Exercise -
Repeat nothing but the lines below running from the one containing "Category: glove wrist cuff" to the one containing "such as [240,149].". Keep both end lines.

--- Input data Enclosed Below ---

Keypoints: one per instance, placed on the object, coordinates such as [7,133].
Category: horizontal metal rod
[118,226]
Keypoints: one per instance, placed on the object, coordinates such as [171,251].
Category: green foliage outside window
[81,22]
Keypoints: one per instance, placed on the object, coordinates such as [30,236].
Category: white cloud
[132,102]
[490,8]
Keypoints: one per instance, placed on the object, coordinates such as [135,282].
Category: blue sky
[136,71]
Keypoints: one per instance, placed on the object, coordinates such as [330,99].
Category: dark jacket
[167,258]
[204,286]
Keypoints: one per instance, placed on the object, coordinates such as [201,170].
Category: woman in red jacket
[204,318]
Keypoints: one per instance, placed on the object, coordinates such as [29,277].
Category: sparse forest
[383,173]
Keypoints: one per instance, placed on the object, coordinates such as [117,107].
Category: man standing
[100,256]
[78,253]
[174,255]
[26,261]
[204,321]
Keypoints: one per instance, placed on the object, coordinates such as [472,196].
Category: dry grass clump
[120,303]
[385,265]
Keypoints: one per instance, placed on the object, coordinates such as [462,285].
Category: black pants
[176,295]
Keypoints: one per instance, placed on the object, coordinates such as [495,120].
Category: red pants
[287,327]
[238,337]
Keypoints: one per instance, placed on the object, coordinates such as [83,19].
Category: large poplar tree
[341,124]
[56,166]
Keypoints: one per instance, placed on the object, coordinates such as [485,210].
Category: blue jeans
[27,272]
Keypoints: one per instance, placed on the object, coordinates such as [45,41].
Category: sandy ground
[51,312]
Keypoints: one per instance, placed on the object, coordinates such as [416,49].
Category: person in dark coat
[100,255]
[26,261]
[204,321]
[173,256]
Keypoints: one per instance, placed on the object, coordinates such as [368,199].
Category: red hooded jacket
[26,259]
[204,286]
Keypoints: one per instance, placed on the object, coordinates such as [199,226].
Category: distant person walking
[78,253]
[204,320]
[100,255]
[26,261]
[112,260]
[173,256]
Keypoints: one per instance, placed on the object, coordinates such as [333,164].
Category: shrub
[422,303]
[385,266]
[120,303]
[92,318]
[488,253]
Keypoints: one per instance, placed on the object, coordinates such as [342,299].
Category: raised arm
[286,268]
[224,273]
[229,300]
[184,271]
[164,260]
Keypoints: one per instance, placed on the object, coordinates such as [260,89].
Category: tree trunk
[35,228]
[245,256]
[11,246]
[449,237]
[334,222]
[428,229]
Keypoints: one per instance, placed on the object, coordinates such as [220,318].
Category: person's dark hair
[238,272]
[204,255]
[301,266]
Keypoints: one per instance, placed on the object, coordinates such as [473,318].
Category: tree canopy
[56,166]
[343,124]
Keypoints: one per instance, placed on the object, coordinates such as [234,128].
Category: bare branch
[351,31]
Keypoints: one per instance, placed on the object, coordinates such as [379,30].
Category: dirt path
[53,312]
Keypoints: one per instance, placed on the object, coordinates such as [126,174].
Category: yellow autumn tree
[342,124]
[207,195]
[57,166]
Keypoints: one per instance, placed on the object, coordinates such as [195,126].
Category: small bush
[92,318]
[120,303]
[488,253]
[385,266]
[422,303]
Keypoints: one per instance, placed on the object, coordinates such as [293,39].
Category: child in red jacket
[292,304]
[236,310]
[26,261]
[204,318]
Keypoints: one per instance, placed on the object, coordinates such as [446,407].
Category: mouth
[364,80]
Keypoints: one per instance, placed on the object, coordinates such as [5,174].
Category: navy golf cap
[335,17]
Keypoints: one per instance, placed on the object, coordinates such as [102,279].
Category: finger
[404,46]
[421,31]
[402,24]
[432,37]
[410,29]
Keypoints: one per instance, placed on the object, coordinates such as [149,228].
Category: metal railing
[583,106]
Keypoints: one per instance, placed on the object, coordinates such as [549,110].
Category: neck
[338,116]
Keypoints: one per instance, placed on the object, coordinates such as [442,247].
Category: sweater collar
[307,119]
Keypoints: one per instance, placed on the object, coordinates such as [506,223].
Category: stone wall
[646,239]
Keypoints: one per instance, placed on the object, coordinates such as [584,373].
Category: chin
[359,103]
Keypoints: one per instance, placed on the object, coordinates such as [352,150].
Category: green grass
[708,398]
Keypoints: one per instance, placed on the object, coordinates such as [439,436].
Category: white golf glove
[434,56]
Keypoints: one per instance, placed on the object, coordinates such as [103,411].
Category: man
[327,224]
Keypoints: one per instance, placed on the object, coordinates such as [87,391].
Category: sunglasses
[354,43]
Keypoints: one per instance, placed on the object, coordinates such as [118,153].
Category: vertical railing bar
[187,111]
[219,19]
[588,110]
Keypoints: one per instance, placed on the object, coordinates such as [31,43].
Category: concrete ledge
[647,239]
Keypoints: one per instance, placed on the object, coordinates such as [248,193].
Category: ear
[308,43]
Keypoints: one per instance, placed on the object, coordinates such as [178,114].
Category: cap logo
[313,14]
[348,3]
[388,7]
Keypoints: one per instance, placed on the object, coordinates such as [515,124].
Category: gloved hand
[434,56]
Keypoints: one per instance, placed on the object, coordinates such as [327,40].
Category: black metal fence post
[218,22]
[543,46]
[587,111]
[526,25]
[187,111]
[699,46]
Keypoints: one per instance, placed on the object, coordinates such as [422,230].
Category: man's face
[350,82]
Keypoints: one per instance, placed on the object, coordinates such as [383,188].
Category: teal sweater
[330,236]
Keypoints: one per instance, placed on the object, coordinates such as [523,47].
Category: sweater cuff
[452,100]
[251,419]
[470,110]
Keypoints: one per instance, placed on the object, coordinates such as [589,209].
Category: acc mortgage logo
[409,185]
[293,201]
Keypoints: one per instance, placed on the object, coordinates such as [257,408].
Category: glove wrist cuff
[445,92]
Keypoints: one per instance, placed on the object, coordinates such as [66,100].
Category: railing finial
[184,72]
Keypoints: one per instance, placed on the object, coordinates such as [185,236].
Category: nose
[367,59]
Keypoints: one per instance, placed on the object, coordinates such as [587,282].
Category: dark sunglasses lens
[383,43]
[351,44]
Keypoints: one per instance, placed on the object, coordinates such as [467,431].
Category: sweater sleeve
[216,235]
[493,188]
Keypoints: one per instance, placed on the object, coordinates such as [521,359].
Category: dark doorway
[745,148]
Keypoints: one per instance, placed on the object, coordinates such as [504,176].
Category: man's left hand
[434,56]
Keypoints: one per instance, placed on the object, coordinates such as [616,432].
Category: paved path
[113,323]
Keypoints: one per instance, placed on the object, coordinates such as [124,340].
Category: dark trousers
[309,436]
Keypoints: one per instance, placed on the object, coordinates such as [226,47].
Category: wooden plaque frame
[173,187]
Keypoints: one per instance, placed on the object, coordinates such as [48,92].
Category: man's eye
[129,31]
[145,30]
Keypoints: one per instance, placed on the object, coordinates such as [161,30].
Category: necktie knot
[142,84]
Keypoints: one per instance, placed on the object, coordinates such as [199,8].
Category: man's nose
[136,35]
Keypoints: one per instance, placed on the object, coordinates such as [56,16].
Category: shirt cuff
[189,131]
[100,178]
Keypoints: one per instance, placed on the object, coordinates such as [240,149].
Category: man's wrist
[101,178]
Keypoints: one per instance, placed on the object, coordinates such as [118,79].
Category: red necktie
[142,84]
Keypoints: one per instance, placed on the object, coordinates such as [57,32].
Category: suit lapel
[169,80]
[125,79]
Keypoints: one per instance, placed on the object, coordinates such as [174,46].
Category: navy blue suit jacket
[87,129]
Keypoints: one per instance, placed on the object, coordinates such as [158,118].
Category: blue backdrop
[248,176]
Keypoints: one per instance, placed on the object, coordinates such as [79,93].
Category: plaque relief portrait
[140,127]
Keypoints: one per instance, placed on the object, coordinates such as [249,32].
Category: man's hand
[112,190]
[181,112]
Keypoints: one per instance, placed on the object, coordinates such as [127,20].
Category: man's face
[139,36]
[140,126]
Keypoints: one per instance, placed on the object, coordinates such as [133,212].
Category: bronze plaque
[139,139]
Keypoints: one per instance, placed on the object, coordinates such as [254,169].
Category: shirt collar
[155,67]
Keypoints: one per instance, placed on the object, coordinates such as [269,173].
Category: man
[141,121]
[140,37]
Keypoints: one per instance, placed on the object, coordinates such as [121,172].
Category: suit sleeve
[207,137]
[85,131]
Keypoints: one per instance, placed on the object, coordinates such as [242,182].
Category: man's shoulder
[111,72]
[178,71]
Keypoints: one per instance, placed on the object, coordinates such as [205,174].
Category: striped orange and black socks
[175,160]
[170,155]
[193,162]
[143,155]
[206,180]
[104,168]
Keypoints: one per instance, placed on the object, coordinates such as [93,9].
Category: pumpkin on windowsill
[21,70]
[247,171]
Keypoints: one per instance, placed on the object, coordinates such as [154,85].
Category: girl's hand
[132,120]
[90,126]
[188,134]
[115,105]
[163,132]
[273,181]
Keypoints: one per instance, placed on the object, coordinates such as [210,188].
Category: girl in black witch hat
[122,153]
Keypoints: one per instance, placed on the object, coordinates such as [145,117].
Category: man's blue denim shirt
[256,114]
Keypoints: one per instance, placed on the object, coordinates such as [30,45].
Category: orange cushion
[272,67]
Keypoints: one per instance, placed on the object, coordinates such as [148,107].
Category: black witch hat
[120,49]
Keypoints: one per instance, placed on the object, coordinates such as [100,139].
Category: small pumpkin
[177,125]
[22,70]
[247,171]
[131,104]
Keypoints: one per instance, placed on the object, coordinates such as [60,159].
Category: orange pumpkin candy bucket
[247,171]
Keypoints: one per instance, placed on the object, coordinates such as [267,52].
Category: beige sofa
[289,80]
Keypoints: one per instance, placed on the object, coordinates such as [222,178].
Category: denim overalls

--- End of Enclosed Input data ---

Output -
Category: glove wrist cuff
[445,92]
Keypoints: one per instance, placed on the object, coordinates such as [66,100].
Category: railing finial
[184,72]
Keypoints: one per instance, placed on the object, coordinates such as [185,236].
Category: nose
[367,59]
Keypoints: one per instance, placed on the object, coordinates such as [587,282].
Category: dark sunglasses lens
[383,43]
[351,44]
Keypoints: one per instance, placed on the object, coordinates such as [467,431].
Category: sweater sleeve
[216,235]
[493,188]
Keypoints: one per instance, placed on the object, coordinates such as [521,359].
Category: dark doorway
[745,148]
Keypoints: one per instance, placed on the object, coordinates such as [504,176].
Category: man's left hand
[434,56]
Keypoints: one per instance, placed on the object, coordinates such as [616,432].
Category: paved path
[113,323]
Keypoints: one per instance, placed on the object, coordinates such as [124,340].
Category: dark trousers
[309,436]
Keypoints: one per instance, placed on the object, coordinates such as [226,47].
Category: wooden plaque frame
[173,187]
Keypoints: one per instance, placed on the object, coordinates such as [48,92].
Category: man's eye
[129,31]
[145,30]
Keypoints: one per instance, placed on the object, coordinates such as [161,30].
Category: necktie knot
[142,84]
Keypoints: one per instance, placed on the object, coordinates such as [199,8].
Category: man's nose
[136,35]
Keypoints: one per instance, placed on the object, coordinates such as [56,16].
Category: shirt cuff
[189,131]
[100,178]
Keypoints: one per instance, placed on the object, coordinates such as [240,149].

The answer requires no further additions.